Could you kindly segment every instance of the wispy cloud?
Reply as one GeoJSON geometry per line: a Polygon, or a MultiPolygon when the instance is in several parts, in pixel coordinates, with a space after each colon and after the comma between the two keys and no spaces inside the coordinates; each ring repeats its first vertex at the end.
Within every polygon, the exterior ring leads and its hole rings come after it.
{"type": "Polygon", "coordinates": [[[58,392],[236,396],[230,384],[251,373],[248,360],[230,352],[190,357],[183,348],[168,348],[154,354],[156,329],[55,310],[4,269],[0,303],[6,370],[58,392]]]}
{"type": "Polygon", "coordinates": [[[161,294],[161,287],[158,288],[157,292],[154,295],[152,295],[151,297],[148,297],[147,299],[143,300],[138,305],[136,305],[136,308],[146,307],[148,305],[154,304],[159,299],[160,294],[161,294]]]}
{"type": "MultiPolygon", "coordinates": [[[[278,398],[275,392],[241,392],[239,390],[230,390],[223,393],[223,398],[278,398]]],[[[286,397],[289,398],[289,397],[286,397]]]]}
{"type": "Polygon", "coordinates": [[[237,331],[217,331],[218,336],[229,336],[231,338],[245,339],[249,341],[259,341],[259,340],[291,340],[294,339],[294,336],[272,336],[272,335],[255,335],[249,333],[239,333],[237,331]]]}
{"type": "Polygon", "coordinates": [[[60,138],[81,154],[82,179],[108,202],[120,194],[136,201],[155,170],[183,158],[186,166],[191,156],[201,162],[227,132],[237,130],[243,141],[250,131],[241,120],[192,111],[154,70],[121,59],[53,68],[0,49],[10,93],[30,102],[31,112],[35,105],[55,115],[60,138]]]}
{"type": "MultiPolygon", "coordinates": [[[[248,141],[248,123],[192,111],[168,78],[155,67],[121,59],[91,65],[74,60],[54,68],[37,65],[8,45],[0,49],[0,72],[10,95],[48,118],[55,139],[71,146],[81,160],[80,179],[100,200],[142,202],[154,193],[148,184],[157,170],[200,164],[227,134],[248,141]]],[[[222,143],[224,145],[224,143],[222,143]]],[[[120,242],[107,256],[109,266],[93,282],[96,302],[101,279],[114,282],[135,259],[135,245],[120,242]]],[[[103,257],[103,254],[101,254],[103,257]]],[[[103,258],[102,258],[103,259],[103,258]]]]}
-------
▶ _The task_:
Would you copy every line of the material exactly?

▶ _Answer box_:
Could you kindly segment every instance of the wispy cloud?
Reply as one GeoJSON geometry per line: a Polygon, or a MultiPolygon when the instance is in several parts, in pixel coordinates, with a space after each colon and after the comma between the two keys and no spaces inside the coordinates; each ring repeats its first vertex at the end.
Within every polygon, the exterior ring leads and its hole rings come after it.
{"type": "Polygon", "coordinates": [[[58,392],[236,396],[230,384],[251,373],[248,360],[230,352],[190,357],[183,348],[168,348],[154,354],[156,329],[55,310],[4,269],[0,303],[6,370],[58,392]]]}
{"type": "Polygon", "coordinates": [[[161,294],[161,287],[158,288],[157,292],[154,295],[152,295],[151,297],[148,297],[147,299],[143,300],[138,305],[136,305],[136,308],[146,307],[148,305],[154,304],[159,299],[160,294],[161,294]]]}
{"type": "MultiPolygon", "coordinates": [[[[278,398],[275,392],[241,392],[239,390],[230,390],[223,393],[223,398],[278,398]]],[[[286,397],[289,398],[289,397],[286,397]]]]}
{"type": "Polygon", "coordinates": [[[237,331],[217,331],[218,336],[229,336],[231,338],[245,339],[249,341],[259,341],[259,340],[291,340],[294,339],[294,336],[272,336],[272,335],[255,335],[249,333],[239,333],[237,331]]]}
{"type": "Polygon", "coordinates": [[[60,138],[81,154],[82,179],[108,202],[120,194],[136,201],[155,170],[183,158],[186,166],[191,156],[201,162],[227,132],[237,130],[243,141],[250,131],[241,120],[192,111],[154,70],[121,59],[53,68],[0,49],[10,93],[30,102],[31,112],[35,105],[55,115],[60,138]]]}
{"type": "MultiPolygon", "coordinates": [[[[248,141],[248,123],[192,111],[168,78],[155,67],[121,59],[91,65],[74,60],[54,68],[37,65],[8,45],[0,49],[0,72],[10,95],[48,118],[55,139],[71,146],[81,160],[80,179],[100,200],[142,202],[154,193],[148,184],[157,170],[200,164],[227,134],[248,141]]],[[[222,143],[224,145],[224,143],[222,143]]],[[[120,242],[107,256],[109,266],[93,282],[96,302],[101,279],[114,282],[135,259],[135,245],[120,242]]],[[[103,257],[103,254],[101,254],[103,257]]],[[[103,258],[102,258],[103,259],[103,258]]]]}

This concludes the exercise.